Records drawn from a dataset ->
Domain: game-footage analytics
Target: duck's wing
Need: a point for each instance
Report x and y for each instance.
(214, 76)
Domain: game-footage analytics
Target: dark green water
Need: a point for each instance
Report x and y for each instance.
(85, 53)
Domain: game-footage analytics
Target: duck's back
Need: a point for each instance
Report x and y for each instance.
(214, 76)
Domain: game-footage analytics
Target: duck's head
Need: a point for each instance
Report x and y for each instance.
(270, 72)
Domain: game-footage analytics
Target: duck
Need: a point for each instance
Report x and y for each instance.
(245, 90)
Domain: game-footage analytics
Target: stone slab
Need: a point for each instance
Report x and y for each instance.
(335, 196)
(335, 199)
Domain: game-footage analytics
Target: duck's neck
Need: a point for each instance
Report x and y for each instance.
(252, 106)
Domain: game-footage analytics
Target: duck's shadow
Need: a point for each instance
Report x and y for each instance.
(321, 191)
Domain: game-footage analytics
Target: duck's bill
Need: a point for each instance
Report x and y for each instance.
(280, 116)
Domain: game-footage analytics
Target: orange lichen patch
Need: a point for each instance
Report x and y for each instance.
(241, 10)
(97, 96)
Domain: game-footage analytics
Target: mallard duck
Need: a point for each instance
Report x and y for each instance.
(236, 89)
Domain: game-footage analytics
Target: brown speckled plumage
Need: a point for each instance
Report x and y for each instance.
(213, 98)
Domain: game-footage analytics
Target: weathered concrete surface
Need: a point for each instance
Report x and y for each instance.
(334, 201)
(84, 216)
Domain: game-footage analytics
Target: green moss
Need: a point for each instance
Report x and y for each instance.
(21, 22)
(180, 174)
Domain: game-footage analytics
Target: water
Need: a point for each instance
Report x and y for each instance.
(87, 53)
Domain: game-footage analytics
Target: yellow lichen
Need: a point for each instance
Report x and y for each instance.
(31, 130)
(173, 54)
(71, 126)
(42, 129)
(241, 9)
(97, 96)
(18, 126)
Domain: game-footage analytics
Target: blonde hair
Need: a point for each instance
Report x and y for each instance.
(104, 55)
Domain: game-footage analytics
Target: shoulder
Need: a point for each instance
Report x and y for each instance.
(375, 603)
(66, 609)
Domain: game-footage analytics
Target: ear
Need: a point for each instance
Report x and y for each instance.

Work instructions -> Search the entries for the string "lichen". Copy every line that has it.

Output for this task ->
Target: orange lichen patch
Target: yellow lichen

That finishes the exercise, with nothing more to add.